Exercise objective:
Look below for the line that contains "positive clicks: (275, 49) (276, 49)", then copy it and each following line exactly, through and including the line that contains "30L320 1L201 2L185".

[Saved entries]
<<<<

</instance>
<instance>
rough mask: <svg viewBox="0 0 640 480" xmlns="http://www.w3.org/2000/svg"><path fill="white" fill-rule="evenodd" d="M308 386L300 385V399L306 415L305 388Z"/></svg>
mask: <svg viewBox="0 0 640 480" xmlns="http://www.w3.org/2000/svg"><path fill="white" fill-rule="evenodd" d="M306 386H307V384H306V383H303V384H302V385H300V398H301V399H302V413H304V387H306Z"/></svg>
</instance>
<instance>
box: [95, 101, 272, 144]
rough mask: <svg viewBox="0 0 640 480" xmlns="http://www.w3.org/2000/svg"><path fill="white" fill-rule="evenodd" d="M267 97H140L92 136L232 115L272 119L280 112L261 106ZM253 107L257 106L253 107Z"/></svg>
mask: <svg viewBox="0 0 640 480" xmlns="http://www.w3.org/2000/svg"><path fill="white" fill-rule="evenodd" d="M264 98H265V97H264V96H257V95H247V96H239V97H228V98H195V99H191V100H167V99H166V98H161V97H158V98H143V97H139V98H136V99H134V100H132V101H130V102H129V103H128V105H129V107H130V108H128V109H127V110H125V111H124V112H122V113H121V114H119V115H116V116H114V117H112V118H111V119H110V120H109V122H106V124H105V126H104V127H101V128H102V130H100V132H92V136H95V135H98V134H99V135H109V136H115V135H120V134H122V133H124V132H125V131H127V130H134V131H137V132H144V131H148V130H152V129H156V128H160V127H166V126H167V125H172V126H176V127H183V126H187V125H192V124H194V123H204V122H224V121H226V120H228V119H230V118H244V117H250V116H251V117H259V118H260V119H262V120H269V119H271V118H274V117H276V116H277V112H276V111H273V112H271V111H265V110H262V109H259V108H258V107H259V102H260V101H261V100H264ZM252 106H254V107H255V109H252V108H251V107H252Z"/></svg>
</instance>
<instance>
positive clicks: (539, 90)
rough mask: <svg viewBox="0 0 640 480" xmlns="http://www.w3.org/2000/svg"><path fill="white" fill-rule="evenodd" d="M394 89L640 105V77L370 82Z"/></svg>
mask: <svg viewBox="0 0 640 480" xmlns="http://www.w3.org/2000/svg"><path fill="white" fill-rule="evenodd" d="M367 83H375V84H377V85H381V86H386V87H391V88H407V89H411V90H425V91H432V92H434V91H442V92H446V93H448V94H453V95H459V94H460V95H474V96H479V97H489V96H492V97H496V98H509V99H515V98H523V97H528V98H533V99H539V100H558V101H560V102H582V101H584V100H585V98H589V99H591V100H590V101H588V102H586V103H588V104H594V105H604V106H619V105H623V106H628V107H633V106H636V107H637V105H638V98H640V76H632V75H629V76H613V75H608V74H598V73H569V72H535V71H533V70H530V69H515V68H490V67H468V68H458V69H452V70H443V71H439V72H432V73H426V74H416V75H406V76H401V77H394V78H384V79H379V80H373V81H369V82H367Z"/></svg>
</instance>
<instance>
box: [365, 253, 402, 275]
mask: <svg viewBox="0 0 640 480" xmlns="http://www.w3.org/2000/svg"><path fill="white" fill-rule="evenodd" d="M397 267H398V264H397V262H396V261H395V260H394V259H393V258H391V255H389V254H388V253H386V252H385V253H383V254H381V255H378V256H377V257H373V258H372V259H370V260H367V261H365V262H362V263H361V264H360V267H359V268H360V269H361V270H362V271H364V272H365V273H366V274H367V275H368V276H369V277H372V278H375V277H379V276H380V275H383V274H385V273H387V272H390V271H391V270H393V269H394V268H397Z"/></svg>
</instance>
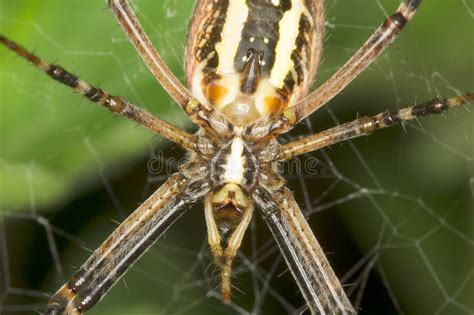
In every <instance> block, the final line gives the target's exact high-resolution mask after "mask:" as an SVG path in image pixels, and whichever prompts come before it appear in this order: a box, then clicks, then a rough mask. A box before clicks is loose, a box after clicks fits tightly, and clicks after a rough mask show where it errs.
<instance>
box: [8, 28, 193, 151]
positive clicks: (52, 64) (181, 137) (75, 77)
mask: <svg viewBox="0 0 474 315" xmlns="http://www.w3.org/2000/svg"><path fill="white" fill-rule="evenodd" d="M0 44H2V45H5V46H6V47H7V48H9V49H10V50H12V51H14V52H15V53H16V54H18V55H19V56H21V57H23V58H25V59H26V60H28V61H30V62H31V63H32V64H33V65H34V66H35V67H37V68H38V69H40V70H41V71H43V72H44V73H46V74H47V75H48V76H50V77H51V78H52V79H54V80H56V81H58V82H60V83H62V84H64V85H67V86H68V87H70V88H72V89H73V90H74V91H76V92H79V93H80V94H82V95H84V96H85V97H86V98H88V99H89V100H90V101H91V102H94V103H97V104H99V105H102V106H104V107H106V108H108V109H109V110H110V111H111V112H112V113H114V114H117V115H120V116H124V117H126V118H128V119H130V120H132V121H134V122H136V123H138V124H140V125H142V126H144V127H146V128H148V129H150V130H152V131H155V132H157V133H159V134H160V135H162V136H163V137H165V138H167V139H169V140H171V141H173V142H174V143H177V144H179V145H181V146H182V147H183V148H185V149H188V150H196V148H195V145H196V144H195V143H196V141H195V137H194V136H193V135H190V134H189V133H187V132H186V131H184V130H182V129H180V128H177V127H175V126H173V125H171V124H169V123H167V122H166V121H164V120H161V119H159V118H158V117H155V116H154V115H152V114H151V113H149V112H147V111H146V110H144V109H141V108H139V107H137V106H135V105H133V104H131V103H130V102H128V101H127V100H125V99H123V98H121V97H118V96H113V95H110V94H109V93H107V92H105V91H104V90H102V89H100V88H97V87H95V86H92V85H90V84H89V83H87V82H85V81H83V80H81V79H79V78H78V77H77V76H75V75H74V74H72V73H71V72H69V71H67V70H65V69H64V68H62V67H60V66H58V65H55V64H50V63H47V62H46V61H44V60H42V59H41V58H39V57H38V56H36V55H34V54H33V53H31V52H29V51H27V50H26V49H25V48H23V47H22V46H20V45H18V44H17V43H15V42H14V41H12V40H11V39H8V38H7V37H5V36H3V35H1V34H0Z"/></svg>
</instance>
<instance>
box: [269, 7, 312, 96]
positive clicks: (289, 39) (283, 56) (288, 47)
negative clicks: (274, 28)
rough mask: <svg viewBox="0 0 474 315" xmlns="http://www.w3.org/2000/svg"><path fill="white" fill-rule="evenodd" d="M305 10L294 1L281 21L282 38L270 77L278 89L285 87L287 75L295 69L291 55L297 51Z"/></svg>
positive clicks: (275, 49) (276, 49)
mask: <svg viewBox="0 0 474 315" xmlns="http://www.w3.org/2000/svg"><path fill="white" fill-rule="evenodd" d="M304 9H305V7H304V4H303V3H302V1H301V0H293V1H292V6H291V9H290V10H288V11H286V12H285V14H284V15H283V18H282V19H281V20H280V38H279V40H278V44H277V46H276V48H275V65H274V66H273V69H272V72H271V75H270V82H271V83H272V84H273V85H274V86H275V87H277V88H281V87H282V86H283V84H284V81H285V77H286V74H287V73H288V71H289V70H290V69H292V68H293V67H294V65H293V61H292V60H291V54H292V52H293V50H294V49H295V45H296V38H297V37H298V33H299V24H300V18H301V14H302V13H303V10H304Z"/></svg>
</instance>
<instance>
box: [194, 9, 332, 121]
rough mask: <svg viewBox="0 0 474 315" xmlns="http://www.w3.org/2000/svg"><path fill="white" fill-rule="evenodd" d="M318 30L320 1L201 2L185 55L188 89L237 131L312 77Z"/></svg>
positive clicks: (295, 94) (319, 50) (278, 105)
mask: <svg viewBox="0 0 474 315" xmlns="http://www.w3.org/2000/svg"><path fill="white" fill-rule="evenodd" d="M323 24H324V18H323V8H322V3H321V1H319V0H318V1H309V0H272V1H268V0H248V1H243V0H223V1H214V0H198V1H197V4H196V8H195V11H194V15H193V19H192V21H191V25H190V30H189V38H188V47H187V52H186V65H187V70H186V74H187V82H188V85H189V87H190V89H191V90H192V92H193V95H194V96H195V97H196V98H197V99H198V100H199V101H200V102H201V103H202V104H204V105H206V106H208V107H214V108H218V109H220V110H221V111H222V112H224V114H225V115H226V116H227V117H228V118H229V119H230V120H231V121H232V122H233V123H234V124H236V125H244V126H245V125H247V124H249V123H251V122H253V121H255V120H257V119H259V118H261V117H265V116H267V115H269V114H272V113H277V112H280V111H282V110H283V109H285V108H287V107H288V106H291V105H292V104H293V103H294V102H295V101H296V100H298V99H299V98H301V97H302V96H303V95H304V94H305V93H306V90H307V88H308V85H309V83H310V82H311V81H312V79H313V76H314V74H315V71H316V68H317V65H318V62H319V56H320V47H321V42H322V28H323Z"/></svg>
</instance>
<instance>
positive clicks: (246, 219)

>>>>

Answer section:
positive clicks: (275, 49) (276, 49)
mask: <svg viewBox="0 0 474 315" xmlns="http://www.w3.org/2000/svg"><path fill="white" fill-rule="evenodd" d="M304 9H305V7H304V4H303V3H302V1H301V0H293V1H292V6H291V9H290V10H288V11H286V12H285V14H284V15H283V18H282V19H281V20H280V38H279V40H278V44H277V46H276V48H275V65H274V66H273V69H272V72H271V75H270V82H271V83H272V84H273V85H274V86H275V87H277V88H281V87H282V86H283V84H284V81H285V77H286V74H287V73H288V71H289V70H290V69H292V68H293V67H294V65H293V61H292V60H291V54H292V52H293V50H294V49H295V45H296V38H297V37H298V33H299V24H300V18H301V14H302V13H303V10H304Z"/></svg>
</instance>
<instance>
box: [194, 9, 332, 121]
rough mask: <svg viewBox="0 0 474 315" xmlns="http://www.w3.org/2000/svg"><path fill="white" fill-rule="evenodd" d="M318 30L320 1L201 2L185 55L188 89L237 131L312 77Z"/></svg>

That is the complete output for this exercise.